===== Excerpted passage =====

Phlox may be over-pessimistic there. J. Jones born 1923 or 1924 in New York City will be translated into a page [[J Jones (c1923-?)]] (or similar, depending on how Phloxbot is told to resolve year-ambiguities) and given a birth decade category and a surname category. People interested in individuals with all or some of those data elements may browse those categories, or search the site, and see apparent near-duplicates probably quite close together. If not, no harm done. If another gedcom has the same vaguely-described person it should go on the same page, as I suggested above (and as I think Brian's program would have done for it). The page may then look a bit ugly until one of the people interested in it (eg, the submitter of one of the gedcoms) looks at it and does the necessary integration (or separation if the individuals are in fact different). Robin Patterson 13:45, 9 October 2007 (UTC)

Ok, the proposal is to err on the side of creating a new article, unless the bot is certain that it is a duplicate (eg. identical fully specified birth and death dates, or identical AFN or genealogics Person ID. Then a real genealogist comes along and does whatever is necessary to resolve the collision.

The enormity of resolving such collisions is a little staggering though. You have your 15K gedcom file, and jeez- if this thing became a popular site, we are going to have hundreds of folks with such huge files, and much of it duplicated. So if the record is a complete identical, I don't have to add a duplicate. But think about it. If someone has added any info to J. Jones (c1923-??) and the very same Gedcom data comes in again, I am forced to create yet another J. Jones (c1923-??). How does the bot know if if it is the same J. Jones? I suppose maybe the bot would know if we store the original GEDCOM record for the INDI in a subpage for comparison.

This might not be a bad idea, because as I think about it, this would help if we ever want to do GEDCOM export. It would reduce the headache of data fidelity that has been troubling me- that is- for cases where we don't store all the info the gedcom has in it. Data fidelity demands you do every feature the other guys are doing, no matter how ill-structured. Well, if you just keep it in the Gedcom file, you just poop that back out.

===== Extracted material =====

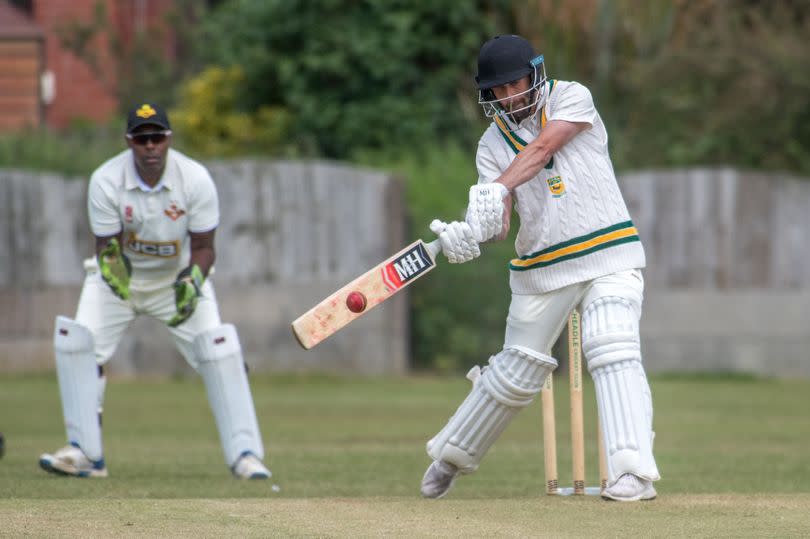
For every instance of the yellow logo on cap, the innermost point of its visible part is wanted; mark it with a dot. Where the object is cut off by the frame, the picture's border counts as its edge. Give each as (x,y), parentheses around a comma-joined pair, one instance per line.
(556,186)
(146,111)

=====
===== Extracted material =====

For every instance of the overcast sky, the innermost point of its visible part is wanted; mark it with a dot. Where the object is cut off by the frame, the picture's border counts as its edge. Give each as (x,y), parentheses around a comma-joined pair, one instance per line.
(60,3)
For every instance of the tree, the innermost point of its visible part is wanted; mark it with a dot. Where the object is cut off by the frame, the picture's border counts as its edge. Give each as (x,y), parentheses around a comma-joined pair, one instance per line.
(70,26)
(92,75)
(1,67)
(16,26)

=====

## Directives
1 > According to the thread, what might the bot store in a subpage for comparison?
2 > Write out the part of the thread between "This might not" and "that back out.", inclusive.
The listing was taken from a different source than the thread.

## Worked answers
1 > The original GEDCOM record for the INDI.

2 >
This might not be a bad idea, because as I think about it, this would help if we ever want to do GEDCOM export. It would reduce the headache of data fidelity that has been troubling me- that is- for cases where we don't store all the info the gedcom has in it. Data fidelity demands you do every feature the other guys are doing, no matter how ill-structured. Well, if you just keep it in the Gedcom file, you just poop that back out.